◆ PROBLEM: Please copy the records below word for word, keeping every line in its original order.

[Excerpts from a pointing dataset]
┌──
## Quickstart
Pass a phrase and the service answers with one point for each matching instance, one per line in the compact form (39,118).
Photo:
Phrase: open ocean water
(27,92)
└──
◆ EXPECTED ANSWER:
## Quickstart
Pass a phrase and the service answers with one point for each matching instance, one per line in the compact form (39,118).
Photo:
Phrase: open ocean water
(27,92)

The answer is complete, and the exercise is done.